WHAT YOU NEED TO DO —
a - Reproduce the portion of the IBB-Videolounge text between "A new, changing" and "recording her performances.", inclusive.
b - Resume the IBB-Videolounge text, writing on from its last sentence.

The selected artists are both established representatives of contemporary video art as well as emerging artists who have scarcely made their mark on Berlin's active art scene.
Over the course of one year, the IBB-Videolounge will present 12 artists who have drawn
attention to themselves with innovative use of the media film and video in recent years.
The selected artists are both established representatives of contemporary video art as well
as emerging artists who have scarcely made their mark on Berlin’s active art scene.
A new, changing programme of different works will be compiled each month.
In March (05.03.–31.03.2014) IBB-Videolounge shows two works by Patrycja German
(*1979, Wroclaw/Poland). She devises situations which require counterparts to join her in
‘playing the game’. This enables her to address complex themes around intimacy and
detachment, the physical body and gender roles. Video as a medium is not central to her
art, but rather a means for recording her performances.

DATASET —
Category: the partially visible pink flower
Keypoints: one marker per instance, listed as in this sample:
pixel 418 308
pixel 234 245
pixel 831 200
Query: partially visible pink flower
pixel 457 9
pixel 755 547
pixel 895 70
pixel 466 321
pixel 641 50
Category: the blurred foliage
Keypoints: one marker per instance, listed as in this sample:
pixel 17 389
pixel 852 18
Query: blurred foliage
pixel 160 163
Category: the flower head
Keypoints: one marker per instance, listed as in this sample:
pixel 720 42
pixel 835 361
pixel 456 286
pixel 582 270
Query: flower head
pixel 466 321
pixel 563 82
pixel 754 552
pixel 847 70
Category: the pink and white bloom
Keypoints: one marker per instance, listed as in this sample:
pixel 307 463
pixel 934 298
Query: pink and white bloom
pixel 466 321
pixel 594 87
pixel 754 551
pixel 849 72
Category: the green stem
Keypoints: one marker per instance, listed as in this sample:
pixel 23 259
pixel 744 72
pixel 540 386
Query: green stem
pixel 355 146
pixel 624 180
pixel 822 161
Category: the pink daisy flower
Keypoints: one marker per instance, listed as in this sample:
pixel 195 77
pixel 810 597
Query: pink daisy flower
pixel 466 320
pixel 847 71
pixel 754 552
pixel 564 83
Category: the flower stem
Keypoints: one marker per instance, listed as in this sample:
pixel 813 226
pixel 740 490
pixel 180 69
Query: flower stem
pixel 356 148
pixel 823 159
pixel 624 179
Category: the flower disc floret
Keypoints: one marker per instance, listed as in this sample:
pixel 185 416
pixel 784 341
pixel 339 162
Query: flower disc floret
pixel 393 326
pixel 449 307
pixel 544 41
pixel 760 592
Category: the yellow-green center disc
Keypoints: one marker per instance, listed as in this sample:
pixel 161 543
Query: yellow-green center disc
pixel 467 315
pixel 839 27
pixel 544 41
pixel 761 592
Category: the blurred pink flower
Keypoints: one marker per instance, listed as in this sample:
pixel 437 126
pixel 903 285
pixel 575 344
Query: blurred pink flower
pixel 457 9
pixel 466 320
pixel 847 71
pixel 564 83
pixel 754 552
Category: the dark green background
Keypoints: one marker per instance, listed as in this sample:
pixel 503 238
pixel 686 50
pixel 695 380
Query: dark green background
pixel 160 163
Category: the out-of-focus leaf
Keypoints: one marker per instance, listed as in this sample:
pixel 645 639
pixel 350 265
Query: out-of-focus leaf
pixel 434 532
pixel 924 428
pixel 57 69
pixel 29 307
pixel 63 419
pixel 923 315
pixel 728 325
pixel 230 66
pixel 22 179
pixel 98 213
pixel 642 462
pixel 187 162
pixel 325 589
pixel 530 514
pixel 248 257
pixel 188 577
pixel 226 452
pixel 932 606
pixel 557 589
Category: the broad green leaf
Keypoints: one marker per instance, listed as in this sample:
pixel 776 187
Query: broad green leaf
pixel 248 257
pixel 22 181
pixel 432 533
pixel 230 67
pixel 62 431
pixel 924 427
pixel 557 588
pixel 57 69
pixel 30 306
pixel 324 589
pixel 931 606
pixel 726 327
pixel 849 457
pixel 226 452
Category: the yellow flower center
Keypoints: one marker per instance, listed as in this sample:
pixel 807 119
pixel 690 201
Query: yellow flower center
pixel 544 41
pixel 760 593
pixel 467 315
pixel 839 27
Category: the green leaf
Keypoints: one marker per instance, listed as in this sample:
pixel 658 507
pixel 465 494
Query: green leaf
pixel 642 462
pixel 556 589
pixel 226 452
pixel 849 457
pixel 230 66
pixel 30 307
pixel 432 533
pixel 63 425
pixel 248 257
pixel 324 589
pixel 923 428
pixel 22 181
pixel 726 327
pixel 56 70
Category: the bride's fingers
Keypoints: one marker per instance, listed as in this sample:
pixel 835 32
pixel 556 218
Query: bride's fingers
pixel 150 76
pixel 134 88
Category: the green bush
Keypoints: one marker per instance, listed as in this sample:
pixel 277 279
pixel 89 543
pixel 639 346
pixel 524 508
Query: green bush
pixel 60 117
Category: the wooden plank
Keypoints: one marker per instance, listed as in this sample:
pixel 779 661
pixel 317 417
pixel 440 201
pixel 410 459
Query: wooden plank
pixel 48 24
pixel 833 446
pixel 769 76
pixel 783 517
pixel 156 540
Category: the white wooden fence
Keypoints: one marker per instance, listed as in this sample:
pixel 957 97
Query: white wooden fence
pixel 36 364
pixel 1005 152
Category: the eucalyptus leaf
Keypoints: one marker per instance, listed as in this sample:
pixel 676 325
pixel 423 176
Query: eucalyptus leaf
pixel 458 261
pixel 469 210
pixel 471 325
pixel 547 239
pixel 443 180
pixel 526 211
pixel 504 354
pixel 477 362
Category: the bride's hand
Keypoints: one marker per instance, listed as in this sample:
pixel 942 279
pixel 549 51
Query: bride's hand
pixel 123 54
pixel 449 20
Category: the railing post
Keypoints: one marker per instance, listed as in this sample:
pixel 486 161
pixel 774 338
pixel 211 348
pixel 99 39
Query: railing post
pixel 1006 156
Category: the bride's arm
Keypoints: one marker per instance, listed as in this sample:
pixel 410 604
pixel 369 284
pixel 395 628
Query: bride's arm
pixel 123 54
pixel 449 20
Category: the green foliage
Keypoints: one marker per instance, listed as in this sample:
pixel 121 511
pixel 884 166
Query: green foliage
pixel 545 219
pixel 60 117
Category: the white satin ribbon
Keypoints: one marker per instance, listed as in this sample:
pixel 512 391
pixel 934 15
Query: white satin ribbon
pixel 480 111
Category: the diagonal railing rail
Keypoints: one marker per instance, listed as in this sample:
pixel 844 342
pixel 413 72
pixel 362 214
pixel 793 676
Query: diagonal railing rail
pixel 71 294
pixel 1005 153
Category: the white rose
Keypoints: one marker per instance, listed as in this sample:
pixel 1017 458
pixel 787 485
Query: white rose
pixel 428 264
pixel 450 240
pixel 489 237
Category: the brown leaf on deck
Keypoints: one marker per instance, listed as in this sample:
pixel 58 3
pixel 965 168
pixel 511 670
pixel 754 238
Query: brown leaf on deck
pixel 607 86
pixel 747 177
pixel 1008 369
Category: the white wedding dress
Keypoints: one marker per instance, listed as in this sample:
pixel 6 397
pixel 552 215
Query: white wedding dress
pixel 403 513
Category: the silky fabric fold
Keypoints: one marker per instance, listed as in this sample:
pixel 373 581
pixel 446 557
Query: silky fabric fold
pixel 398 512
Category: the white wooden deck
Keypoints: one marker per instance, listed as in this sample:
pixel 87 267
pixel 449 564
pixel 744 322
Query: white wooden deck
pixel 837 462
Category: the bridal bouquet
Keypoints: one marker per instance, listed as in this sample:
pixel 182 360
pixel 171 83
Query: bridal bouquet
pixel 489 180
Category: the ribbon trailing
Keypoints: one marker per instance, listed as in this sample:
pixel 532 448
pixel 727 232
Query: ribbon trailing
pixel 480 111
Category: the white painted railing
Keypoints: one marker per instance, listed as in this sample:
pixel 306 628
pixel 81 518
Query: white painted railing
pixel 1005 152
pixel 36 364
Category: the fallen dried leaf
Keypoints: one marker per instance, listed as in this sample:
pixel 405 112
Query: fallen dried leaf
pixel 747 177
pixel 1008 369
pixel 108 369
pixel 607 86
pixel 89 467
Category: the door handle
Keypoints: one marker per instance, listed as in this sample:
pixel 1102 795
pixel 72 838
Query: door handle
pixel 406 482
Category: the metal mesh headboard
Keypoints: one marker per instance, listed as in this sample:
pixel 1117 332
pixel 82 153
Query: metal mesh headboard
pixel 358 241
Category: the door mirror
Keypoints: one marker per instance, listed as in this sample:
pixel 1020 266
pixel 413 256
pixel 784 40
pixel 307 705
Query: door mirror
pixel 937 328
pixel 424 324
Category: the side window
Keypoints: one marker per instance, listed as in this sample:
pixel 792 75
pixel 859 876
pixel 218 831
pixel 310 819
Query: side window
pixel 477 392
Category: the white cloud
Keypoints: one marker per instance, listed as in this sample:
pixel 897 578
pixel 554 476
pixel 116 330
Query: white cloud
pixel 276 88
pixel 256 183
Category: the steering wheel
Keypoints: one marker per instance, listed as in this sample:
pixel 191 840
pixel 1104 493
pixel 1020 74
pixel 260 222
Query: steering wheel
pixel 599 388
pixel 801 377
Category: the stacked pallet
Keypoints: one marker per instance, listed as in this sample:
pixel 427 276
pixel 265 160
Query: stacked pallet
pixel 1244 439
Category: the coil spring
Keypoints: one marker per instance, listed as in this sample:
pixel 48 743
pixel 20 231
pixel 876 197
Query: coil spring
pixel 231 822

THE ANSWERS —
a -
A new, changing programme of different works will be compiled each month.
In March (05.03.–31.03.2014) IBB-Videolounge shows two works by Patrycja German
(*1979, Wroclaw/Poland). She devises situations which require counterparts to join her in
‘playing the game’. This enables her to address complex themes around intimacy and
detachment, the physical body and gender roles. Video as a medium is not central to her
art, but rather a means for recording her performances.

b -
Patrycja German has been awarded a number of prizes and grants, including a working
bursary from the Senate of Berlin, the Schindler Scholarship LA and the HAP Grieshaber
Award. She lives and works in Berlin.
Works shown at IBB-Videolounge:
100 vs. 100, 2006, video, colour, 46 mins.
In 100 vs. 100 German challenges a man of the same size and weight to a wrestling
match. The two participants wear nothing but (identical) shorts. Their tussle, which begins
cautiously and gradually turns increasingly passionate and embittered, is filmed as a single
continuous sequence. The male wrestler in particular is at first inhibited about touching his
opponent, let alone attacking her, but after a while sexual differences lose relevance.
Stereotyped gender images are thus called into question. The spectator is both referee and
voyeur, left to his or her own devices – an observer observing him/herself.
80 vs. 3, 2006, video, colour, 20 mins.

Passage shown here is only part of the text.